_WORK INSTRUCTIONS_: A verbatim reproduction of all the entries is needed.

::: DATASET CONTENT

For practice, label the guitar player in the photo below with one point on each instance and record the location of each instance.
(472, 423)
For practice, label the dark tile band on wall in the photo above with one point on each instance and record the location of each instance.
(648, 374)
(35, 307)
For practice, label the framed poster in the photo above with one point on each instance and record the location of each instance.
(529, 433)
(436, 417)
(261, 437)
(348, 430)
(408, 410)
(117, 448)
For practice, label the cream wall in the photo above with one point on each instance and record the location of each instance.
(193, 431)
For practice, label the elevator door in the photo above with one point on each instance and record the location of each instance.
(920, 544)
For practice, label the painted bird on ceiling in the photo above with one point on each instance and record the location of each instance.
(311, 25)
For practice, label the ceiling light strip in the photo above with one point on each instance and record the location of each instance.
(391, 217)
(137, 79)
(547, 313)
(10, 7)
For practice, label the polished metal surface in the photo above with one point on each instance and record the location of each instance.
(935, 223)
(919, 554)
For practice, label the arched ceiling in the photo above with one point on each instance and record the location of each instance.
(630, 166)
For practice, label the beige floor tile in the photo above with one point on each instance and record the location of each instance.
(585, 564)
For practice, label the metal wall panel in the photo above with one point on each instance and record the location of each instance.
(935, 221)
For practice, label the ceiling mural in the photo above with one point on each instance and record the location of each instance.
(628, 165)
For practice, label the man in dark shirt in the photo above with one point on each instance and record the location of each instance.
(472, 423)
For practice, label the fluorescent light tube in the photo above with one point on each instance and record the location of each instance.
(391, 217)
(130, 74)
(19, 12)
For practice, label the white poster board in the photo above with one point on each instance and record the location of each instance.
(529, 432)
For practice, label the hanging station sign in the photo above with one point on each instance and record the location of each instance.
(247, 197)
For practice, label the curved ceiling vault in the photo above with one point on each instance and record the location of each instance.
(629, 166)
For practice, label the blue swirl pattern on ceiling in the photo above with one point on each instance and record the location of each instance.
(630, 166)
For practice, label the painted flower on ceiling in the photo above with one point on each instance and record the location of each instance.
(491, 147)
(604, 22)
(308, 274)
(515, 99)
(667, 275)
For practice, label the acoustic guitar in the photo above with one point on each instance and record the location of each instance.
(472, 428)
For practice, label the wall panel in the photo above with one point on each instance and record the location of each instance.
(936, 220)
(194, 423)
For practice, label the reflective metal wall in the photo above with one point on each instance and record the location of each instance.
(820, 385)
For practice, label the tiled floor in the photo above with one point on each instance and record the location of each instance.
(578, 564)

::::::

_TASK ANSWER_:
For practice, label the guitar player in the photo below with one point on each instance and record the location of each instance.
(472, 423)
For practice, label the dark tile band on wall in the photo above with one point on each instance and record the location of each instance.
(648, 374)
(35, 307)
For practice, label the framed poster in the photo above with one point on each instance and record the location of each instance.
(529, 433)
(436, 417)
(261, 437)
(348, 430)
(408, 410)
(117, 448)
For practice, label the cream wall in the photo above with one point on each instance and record the location of each instance.
(193, 431)
For practice, label the elevator door in the photo above with one point on each instance and record the location of each instance.
(920, 544)
For practice, label the painted bird on ceiling in the photo above with one point on each instance and record the location of each instance.
(311, 25)
For practice, label the ceiling light strip in the photo above with one point on each instance and record the location of each instance.
(391, 217)
(137, 79)
(547, 313)
(10, 7)
For practice, label the polished metal surface in the photo above with one point on each instance and record the location of each instance.
(935, 223)
(919, 554)
For practice, label the arched ceiling in the photo above with one point on each instance and record the location of each instance.
(630, 166)
For practice, label the beige floor tile in the photo above with one point on each instance and record the location of each instance.
(585, 564)
For practice, label the metal wall panel in the photo above with one point on each instance and record the location of each instance.
(935, 221)
For practice, label the ceiling mural in the photo above with one point on each instance and record the location of each instance.
(628, 165)
For practice, label the man in dark shirt in the photo above with one point on each instance and record the location of each instance.
(472, 423)
For practice, label the fluorescent light tube in the photo above with one point on each instance and record the location of each instance.
(391, 217)
(130, 74)
(19, 12)
For practice, label the white poster board in the photo above with one point on each instance and record the location of each instance.
(529, 432)
For practice, label the hanging station sign in the photo above with one point on each instance and record the location of each instance.
(247, 197)
For practice, label the curved ceiling vault in the photo above with one point on each instance and record the location of each instance.
(629, 166)
For practice, label the blue swirl pattern on ceiling in the photo above with one point on each instance and record the location of each instance.
(630, 166)
For practice, label the painted flower on ceiling in the photo above with one point on each instance and record the location of each instance.
(491, 147)
(604, 22)
(308, 274)
(515, 99)
(667, 275)
For practice, label the acoustic guitar in the photo above with one point on each instance and record the location of each instance.
(472, 428)
For practice, label the wall panel in the photo above with one point on each instance and record the location of each instance.
(936, 220)
(194, 423)
For practice, label the reflective metal wall in the photo above with one point on each instance and record the location of each instance.
(820, 385)
For practice, label the tiled floor in the photo above with one point on each instance and record the location of each instance.
(578, 564)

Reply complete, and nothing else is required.